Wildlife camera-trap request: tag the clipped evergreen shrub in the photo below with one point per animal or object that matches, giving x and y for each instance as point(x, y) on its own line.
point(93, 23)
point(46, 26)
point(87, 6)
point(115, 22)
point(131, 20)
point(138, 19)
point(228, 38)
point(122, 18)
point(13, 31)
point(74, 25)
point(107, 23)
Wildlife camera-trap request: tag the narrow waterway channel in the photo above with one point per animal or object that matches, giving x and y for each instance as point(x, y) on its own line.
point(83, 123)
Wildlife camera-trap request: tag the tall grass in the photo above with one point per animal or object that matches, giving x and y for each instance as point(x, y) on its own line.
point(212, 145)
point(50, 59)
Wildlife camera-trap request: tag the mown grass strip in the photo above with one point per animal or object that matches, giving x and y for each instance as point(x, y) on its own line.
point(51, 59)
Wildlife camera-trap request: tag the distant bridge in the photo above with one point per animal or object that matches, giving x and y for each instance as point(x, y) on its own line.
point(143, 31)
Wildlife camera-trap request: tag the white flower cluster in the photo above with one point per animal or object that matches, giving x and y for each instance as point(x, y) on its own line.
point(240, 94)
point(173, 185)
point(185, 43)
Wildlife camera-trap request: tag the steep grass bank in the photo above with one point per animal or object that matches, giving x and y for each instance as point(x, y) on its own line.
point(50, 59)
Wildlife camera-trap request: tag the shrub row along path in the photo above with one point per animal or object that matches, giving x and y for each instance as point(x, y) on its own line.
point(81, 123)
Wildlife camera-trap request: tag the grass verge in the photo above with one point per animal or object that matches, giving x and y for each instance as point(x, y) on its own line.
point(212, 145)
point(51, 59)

****

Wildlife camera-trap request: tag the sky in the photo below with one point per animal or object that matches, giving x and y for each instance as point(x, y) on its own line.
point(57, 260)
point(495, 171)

****

# WRITTEN TASK
Could you render the material from the line containing "Wildlife camera-trap request: tag the narrow" up to and including the line containing "point(143, 31)" as a numbered list, with any blank lines dropped?

# SOLUTION
1. Wildlife camera-trap request: tag the narrow waterway channel in the photo above with one point per animal or object that matches, giving x and y for each instance as point(x, y) on its own line.
2. point(83, 123)
3. Wildlife camera-trap request: tag the tall grass in the photo above with one point per animal or object that matches, giving x and y for each instance as point(x, y) on its own line.
4. point(212, 145)
5. point(50, 59)
6. Wildlife camera-trap request: tag the mown grass strip in the photo above with one point per animal or object that matches, giving x and y for each instance as point(x, y) on its own line.
7. point(51, 59)
8. Wildlife camera-trap request: tag the distant bridge in the photo above with one point per animal or object that matches, giving x and y for each instance as point(x, y) on its own line.
9. point(143, 31)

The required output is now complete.